### Provided entries:

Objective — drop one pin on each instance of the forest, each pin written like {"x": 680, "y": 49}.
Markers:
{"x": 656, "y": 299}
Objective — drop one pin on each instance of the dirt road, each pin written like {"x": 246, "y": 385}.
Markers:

---

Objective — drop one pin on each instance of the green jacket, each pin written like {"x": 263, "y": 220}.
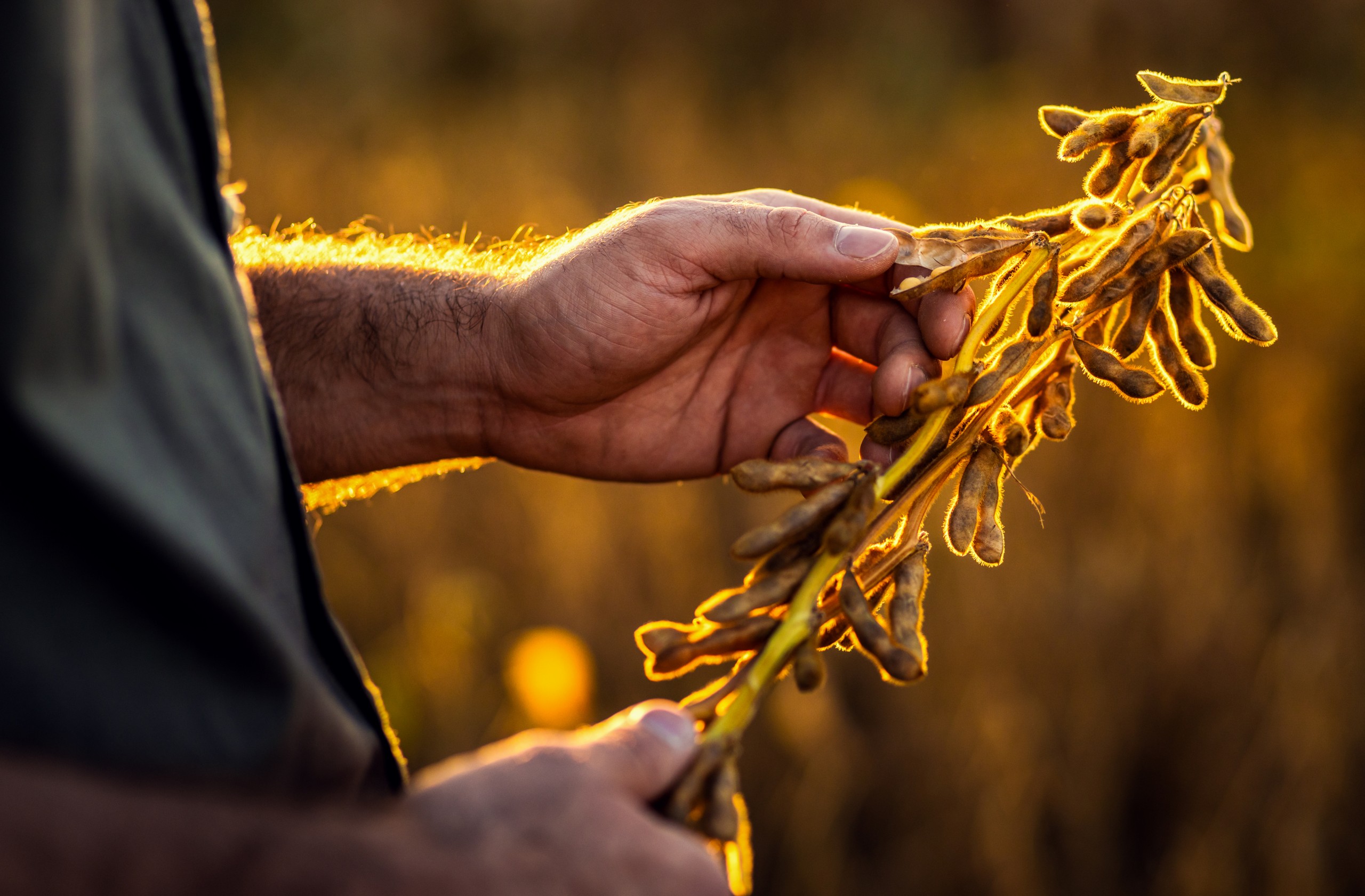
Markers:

### Requirement:
Each line above where the word "Objective" occurs should be returned in full.

### Exercise response:
Objective — drop one pin on each instance of the forest, each pin written like {"x": 680, "y": 49}.
Objective — drop one pin on each instance of the dirt road, each pin written like {"x": 246, "y": 385}.
Objective — drop one pin on each instance of the green jacket, each pin written like {"x": 263, "y": 220}.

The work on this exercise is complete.